Copy all lines of the listing that include the string "black".

* Available data:
----

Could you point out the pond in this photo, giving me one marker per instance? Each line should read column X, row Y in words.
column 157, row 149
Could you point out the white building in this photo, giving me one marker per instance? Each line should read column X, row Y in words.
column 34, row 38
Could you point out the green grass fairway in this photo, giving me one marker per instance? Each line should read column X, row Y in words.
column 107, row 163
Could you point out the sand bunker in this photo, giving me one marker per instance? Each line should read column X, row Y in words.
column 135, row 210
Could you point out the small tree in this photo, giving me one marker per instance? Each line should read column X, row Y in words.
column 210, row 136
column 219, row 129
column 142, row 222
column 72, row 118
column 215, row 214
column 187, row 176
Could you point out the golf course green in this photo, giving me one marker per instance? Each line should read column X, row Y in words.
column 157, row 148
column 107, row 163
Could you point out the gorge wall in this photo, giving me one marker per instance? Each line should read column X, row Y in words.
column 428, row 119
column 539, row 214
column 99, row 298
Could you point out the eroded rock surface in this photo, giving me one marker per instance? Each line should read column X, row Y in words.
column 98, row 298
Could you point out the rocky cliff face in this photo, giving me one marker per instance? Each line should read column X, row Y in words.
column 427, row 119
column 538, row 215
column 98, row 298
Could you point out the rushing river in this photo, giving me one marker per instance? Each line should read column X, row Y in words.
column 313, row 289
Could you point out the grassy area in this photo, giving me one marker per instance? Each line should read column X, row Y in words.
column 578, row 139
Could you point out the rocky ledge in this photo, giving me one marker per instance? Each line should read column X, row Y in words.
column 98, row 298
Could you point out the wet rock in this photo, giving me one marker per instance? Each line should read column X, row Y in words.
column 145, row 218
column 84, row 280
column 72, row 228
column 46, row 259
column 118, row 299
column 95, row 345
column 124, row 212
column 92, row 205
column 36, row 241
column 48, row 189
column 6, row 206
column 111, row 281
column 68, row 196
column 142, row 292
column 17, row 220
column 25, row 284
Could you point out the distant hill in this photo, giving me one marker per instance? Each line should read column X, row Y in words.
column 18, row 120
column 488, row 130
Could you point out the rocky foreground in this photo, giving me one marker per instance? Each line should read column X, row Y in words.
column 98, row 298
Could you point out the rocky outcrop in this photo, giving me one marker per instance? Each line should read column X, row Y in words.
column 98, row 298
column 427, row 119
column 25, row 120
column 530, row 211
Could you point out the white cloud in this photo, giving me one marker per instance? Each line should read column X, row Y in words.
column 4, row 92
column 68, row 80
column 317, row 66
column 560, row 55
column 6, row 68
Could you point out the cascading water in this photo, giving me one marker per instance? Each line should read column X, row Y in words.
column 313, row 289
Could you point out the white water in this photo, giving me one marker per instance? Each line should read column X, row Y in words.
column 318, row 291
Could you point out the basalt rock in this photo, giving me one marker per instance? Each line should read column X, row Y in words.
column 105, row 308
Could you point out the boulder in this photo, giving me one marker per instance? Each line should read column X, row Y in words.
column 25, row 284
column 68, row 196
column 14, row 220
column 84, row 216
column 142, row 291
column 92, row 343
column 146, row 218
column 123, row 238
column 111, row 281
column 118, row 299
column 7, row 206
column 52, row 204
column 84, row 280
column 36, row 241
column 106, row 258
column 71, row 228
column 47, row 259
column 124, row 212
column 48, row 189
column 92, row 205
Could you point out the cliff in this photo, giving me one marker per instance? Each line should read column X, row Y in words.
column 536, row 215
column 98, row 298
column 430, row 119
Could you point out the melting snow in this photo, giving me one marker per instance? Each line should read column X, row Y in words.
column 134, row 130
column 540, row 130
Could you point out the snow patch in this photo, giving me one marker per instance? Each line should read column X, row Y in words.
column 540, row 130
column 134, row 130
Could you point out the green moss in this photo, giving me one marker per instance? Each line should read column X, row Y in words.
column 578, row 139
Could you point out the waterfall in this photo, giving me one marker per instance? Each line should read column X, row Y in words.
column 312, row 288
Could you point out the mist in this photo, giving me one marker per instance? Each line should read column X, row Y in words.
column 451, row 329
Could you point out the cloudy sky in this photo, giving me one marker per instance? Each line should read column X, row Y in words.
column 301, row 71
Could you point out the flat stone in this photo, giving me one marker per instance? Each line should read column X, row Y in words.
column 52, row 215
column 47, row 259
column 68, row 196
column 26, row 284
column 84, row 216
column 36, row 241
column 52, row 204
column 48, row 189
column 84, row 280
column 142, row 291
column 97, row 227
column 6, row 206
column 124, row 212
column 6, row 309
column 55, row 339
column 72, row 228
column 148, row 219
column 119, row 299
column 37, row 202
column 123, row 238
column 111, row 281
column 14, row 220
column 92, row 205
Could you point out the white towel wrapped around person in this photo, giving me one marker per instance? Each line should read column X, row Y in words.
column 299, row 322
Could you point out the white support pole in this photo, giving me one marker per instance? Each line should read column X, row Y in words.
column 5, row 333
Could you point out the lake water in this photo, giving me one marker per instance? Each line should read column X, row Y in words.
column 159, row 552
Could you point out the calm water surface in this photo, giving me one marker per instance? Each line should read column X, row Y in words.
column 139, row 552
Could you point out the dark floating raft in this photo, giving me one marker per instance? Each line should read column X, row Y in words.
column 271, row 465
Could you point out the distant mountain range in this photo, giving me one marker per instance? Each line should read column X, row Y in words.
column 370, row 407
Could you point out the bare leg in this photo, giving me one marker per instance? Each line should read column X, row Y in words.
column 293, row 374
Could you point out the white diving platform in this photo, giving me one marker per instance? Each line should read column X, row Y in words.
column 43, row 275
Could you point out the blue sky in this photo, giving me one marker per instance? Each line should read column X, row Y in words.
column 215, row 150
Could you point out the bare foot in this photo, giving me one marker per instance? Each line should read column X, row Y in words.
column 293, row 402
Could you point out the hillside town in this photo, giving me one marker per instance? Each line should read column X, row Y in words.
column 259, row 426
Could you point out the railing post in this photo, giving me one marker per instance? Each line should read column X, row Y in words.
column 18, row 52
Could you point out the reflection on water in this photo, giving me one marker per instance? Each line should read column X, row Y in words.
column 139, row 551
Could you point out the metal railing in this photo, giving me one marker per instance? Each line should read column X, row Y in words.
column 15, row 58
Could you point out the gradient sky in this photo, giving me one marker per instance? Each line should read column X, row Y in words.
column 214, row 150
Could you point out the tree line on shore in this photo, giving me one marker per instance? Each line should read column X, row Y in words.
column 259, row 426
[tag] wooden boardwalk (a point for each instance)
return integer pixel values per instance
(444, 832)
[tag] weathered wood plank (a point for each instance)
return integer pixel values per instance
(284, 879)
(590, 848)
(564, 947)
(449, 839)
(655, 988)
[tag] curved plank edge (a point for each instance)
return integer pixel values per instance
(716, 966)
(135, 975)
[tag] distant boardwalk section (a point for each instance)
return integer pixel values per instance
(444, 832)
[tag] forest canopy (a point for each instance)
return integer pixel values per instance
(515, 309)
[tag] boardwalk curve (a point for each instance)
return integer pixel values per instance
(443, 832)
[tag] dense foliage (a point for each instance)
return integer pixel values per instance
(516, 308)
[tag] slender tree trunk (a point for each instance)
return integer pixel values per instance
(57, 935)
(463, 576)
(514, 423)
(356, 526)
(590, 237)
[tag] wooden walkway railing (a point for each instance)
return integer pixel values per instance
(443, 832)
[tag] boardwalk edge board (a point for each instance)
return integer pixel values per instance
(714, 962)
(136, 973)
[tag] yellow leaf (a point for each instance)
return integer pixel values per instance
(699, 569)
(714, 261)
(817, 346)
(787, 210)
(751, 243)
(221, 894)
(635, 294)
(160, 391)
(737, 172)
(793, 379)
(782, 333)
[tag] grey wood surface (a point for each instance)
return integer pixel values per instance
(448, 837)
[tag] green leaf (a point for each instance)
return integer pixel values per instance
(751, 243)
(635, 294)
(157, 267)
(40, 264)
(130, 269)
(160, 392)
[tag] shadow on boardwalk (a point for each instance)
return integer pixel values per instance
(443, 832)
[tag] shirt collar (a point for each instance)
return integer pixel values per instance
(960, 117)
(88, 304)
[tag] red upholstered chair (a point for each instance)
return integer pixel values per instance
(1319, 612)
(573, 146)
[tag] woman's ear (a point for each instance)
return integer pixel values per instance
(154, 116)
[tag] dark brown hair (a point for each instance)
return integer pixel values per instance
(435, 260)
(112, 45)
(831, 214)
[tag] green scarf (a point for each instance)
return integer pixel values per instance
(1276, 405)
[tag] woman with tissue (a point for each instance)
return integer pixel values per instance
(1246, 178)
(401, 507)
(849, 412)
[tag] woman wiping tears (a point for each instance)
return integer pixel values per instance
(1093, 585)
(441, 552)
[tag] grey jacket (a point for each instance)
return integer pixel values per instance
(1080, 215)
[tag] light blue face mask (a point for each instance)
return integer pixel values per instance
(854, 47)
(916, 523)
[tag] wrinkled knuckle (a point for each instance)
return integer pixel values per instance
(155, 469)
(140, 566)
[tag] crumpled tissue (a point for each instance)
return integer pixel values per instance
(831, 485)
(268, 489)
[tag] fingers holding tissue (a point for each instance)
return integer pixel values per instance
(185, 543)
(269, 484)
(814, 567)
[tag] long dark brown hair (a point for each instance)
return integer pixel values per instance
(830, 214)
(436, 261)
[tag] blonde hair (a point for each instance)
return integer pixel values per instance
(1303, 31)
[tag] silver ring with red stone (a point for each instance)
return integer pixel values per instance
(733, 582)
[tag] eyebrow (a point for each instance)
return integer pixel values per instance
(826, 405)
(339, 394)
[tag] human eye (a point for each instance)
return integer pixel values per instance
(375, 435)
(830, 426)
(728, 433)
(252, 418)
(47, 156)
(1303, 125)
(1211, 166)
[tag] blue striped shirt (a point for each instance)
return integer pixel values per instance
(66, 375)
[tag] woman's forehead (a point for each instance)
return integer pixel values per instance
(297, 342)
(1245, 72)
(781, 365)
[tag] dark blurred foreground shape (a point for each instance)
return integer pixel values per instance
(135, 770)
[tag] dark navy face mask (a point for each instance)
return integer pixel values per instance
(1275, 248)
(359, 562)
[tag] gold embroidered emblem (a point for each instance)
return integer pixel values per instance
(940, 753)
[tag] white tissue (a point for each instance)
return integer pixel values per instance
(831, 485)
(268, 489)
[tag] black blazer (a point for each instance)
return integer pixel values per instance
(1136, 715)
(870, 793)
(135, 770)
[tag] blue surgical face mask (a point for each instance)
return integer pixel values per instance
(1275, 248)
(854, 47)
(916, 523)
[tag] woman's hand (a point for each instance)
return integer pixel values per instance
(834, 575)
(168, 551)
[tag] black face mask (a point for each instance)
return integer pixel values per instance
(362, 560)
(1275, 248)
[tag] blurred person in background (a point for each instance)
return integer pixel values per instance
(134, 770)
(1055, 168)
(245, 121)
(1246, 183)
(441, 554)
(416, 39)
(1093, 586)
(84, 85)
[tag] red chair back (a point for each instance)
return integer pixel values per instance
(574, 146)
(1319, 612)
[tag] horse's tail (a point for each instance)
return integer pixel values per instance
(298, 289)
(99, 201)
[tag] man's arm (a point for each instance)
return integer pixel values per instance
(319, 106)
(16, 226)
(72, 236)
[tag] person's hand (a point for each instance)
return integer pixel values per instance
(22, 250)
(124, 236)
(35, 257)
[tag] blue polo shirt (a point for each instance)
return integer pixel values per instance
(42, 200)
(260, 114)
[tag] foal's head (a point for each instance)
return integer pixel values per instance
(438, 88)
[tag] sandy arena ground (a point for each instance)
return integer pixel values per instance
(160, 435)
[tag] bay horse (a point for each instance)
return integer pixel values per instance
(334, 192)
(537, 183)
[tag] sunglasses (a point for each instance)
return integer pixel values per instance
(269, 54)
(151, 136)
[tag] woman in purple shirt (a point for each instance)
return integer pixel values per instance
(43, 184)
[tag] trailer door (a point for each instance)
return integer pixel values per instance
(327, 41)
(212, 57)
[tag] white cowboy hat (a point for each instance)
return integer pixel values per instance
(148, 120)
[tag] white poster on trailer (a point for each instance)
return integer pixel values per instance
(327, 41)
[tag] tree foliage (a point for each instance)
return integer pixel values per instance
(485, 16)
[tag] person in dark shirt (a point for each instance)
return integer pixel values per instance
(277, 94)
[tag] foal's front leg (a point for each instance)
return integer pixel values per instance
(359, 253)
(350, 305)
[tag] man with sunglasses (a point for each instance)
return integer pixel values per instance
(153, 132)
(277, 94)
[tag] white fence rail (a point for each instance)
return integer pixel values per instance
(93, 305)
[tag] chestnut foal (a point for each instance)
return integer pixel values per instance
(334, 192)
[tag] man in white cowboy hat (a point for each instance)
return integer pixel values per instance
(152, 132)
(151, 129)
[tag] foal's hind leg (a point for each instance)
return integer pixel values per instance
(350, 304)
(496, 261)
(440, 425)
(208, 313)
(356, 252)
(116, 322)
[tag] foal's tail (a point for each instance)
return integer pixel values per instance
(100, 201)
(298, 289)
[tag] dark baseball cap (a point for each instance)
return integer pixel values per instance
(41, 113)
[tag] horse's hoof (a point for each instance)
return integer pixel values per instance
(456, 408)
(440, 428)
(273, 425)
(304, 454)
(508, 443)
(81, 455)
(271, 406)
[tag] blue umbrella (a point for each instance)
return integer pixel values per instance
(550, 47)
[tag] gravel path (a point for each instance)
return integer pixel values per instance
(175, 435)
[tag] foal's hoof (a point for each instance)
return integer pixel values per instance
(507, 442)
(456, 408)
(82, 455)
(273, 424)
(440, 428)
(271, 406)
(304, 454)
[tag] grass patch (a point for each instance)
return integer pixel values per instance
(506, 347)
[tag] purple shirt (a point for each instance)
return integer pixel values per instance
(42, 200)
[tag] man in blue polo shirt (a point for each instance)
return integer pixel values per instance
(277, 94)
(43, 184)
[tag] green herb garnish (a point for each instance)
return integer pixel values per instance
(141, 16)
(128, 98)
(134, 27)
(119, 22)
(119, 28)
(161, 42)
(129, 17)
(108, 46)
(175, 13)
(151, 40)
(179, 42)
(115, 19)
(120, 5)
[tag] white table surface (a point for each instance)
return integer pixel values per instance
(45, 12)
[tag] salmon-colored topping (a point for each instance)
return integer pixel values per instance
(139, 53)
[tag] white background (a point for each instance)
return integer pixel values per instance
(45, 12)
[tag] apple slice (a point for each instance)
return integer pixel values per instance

----

* Response to this exercise:
[tag] black blazer (a point for each instance)
[tag] black face mask (a point for each instance)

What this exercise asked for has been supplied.